# Given task
Locate each line in the records that contains the word "appreciated" and copy those lines. Case counts.

# Data provided
>> BEGIN
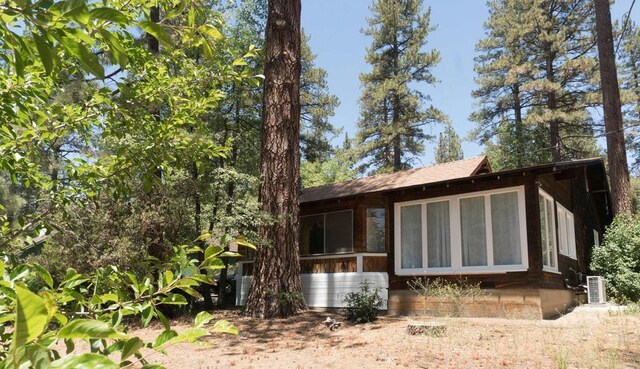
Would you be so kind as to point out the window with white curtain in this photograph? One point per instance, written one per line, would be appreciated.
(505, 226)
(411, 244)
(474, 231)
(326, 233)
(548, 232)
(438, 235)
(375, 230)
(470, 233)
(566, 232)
>> END
>> BEGIN
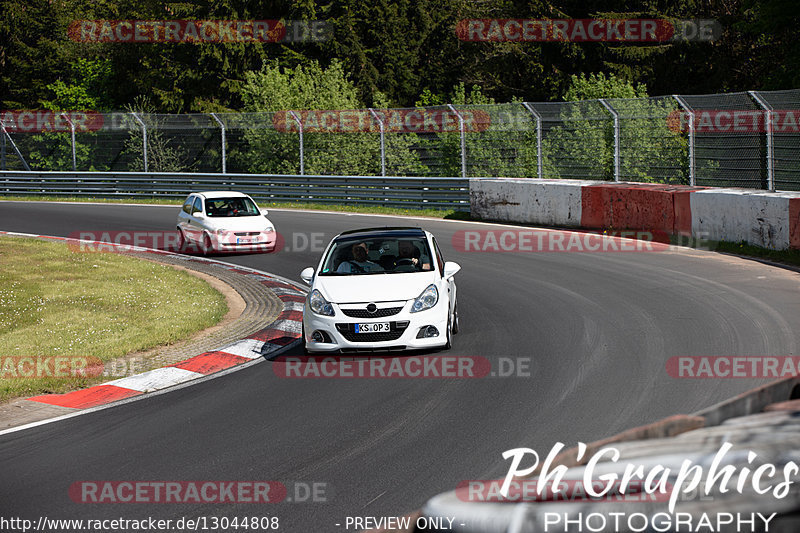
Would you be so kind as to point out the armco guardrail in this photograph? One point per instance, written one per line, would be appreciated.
>> END
# Task response
Would you be so kind as to point out the window with white curtain in this photograph? One point per instance, written one per line, would be appreciated.
Would you be so kind as to point out the armco guardrail in this photograph? One point per instance, written one per line, would be appreciated.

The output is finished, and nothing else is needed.